== Segment start ==
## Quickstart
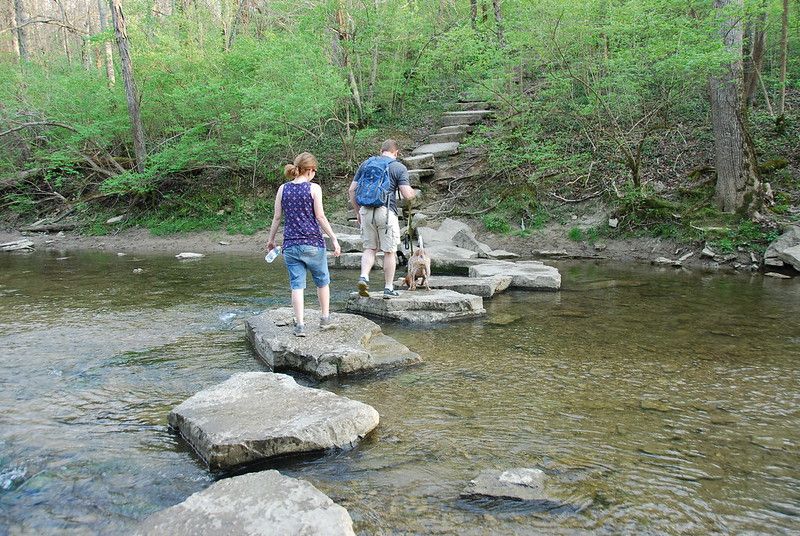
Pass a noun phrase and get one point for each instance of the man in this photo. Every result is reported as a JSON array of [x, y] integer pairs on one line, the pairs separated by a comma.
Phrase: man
[[373, 195]]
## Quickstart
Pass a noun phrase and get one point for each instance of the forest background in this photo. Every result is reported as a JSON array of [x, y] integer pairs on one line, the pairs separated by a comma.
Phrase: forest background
[[678, 116]]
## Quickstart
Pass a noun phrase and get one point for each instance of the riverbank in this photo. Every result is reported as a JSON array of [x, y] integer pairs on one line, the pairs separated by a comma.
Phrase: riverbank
[[550, 242]]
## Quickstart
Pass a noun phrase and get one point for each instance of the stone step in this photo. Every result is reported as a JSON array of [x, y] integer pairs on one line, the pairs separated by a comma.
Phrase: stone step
[[416, 176], [266, 502], [418, 161], [447, 137], [456, 128], [485, 287], [349, 347], [472, 105], [460, 118], [438, 150], [420, 306], [238, 421], [529, 275]]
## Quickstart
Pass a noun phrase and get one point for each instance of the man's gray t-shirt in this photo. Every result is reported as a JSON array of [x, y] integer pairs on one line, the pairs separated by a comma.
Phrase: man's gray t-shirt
[[398, 176]]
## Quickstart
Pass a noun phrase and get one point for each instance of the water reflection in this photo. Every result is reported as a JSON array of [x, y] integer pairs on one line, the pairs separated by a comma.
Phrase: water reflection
[[657, 401]]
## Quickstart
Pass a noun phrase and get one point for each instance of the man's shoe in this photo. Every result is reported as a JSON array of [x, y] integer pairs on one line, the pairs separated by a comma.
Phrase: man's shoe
[[363, 287], [389, 293]]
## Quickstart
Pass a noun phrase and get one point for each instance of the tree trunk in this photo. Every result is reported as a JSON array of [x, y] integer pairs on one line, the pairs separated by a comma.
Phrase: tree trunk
[[754, 61], [498, 21], [86, 48], [784, 55], [738, 187], [373, 70], [101, 8], [237, 19], [131, 95], [22, 37], [64, 36], [342, 55], [473, 13]]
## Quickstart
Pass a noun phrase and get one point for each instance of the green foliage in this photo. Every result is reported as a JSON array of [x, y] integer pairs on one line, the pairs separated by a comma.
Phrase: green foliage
[[747, 235], [496, 223], [575, 234]]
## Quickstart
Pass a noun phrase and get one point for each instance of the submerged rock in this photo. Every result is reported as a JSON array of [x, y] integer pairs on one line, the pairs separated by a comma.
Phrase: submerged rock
[[252, 504], [785, 250], [189, 255], [253, 416], [530, 275], [521, 484], [355, 344], [420, 306]]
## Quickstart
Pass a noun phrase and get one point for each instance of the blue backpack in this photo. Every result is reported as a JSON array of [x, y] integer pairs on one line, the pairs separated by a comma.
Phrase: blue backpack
[[374, 184]]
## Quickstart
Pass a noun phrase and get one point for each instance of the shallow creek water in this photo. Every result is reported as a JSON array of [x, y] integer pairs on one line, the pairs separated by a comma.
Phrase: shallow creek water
[[657, 401]]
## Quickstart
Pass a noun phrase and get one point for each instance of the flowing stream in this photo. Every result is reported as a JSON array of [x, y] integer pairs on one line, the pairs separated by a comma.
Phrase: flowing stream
[[656, 400]]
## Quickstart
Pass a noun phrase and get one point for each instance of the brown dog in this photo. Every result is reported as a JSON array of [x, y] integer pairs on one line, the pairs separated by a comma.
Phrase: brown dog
[[419, 267]]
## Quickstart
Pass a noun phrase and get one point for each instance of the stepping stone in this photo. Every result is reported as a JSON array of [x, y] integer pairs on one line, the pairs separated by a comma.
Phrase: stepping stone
[[415, 176], [472, 105], [351, 261], [254, 416], [420, 306], [347, 242], [485, 287], [438, 150], [253, 504], [463, 129], [529, 275], [446, 137], [521, 484], [502, 254], [460, 118], [419, 161], [355, 345]]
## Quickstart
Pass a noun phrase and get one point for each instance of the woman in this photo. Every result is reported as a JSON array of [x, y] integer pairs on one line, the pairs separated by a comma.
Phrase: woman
[[303, 245]]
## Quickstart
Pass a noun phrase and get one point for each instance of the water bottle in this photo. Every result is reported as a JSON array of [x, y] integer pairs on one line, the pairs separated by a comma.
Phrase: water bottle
[[273, 254]]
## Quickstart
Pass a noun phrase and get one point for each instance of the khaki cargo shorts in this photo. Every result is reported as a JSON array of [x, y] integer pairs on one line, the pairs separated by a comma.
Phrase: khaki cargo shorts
[[380, 229]]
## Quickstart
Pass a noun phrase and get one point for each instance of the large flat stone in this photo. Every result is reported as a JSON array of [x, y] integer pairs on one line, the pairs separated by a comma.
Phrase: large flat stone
[[446, 137], [530, 275], [775, 254], [254, 416], [485, 287], [254, 504], [464, 118], [416, 176], [472, 105], [437, 149], [421, 306], [418, 161], [355, 345], [791, 256], [456, 128]]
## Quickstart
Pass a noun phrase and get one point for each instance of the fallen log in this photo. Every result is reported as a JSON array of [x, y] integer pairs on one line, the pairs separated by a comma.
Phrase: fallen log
[[49, 227], [17, 245]]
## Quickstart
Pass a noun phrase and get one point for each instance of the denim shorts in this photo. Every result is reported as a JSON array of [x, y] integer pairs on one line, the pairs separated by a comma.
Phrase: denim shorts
[[300, 259]]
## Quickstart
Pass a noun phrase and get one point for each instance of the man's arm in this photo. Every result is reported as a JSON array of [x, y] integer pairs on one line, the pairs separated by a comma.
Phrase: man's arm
[[351, 193]]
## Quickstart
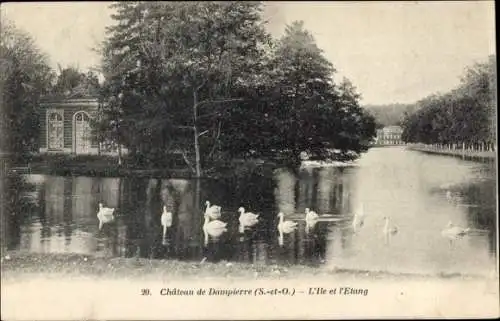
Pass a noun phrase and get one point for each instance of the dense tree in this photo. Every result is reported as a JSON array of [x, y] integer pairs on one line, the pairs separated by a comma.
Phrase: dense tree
[[25, 76], [205, 79], [464, 117], [71, 82]]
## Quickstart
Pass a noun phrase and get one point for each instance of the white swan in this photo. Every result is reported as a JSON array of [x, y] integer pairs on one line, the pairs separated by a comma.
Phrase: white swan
[[311, 219], [359, 219], [247, 219], [285, 227], [213, 212], [213, 228], [388, 229], [454, 232], [105, 215], [166, 222]]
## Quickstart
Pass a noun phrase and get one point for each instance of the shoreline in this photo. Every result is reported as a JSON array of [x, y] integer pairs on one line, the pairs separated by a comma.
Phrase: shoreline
[[489, 156], [15, 263]]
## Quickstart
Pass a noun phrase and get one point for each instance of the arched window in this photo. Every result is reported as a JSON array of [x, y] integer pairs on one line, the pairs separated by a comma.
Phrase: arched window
[[81, 132], [55, 129]]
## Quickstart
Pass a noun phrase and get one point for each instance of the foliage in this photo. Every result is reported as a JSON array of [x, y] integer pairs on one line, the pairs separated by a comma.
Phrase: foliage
[[465, 115], [71, 82], [205, 80], [25, 76]]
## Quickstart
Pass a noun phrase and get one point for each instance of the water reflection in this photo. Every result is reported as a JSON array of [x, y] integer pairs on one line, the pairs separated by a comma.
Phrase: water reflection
[[406, 186]]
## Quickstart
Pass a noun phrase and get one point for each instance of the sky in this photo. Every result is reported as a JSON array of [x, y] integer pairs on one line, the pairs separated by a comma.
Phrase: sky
[[393, 52]]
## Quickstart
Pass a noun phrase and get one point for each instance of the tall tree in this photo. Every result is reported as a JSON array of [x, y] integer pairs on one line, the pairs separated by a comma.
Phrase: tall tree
[[25, 76], [183, 69]]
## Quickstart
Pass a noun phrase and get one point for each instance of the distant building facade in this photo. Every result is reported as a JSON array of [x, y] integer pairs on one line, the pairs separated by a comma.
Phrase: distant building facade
[[65, 126], [389, 135]]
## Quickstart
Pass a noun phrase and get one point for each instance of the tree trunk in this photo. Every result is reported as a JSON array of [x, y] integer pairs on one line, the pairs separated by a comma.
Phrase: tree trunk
[[119, 154], [195, 131]]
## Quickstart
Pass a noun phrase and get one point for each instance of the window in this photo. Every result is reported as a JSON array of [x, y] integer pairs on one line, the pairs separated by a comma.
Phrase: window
[[82, 132], [55, 130]]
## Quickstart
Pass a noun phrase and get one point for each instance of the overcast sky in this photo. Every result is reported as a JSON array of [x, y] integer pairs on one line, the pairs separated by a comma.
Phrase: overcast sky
[[392, 52]]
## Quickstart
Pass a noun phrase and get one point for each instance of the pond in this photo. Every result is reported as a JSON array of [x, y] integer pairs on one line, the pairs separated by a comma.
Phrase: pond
[[417, 193]]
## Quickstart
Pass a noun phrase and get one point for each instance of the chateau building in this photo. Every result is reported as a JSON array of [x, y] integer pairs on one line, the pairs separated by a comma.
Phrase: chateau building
[[389, 135], [65, 126]]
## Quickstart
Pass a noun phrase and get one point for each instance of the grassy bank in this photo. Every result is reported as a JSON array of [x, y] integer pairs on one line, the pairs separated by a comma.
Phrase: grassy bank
[[466, 154], [107, 166]]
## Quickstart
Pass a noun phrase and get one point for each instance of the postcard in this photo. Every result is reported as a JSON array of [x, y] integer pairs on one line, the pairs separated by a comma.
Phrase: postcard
[[238, 160]]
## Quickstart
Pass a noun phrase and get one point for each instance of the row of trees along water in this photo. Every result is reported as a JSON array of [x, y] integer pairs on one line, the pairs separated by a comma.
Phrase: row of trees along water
[[206, 81], [464, 118]]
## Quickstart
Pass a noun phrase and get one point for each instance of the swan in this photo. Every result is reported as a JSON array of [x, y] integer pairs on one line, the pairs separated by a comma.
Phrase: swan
== Segment end ==
* [Task directions] In the entries above, please find the line with "Phrase: man's shoe" and the line with "of the submerged", then write out exactly those two lines and every line between them, and nothing more.

* [Task solution]
Phrase: man's shoe
[[363, 287], [389, 293]]
## Quickstart
Pass a noun phrase and get one point for each instance of the tree trunk in this photo. Every result is reported as a JSON array of [x, y] integer pairs on one line, the pairs separated by a comma.
Phrase: tree trunk
[[754, 61], [498, 21], [86, 48], [784, 55], [738, 187], [373, 70], [101, 8], [237, 19], [131, 95], [22, 37], [64, 36], [342, 55], [473, 13]]
## Quickstart
Pass a noun phrase and get one point for each instance of the green foliage in this photo. Every result is reported as a JSON array of [x, y] integer pairs on one line, the pairs separated by a comma.
Phrase: green foliage
[[747, 235], [496, 223], [575, 234]]
## Quickstart
Pass a noun phrase and get one point for each instance of the submerged rock in this photo. Every result is reported as a JSON array of [x, y] integer pairs on one line, the pairs separated by a comma.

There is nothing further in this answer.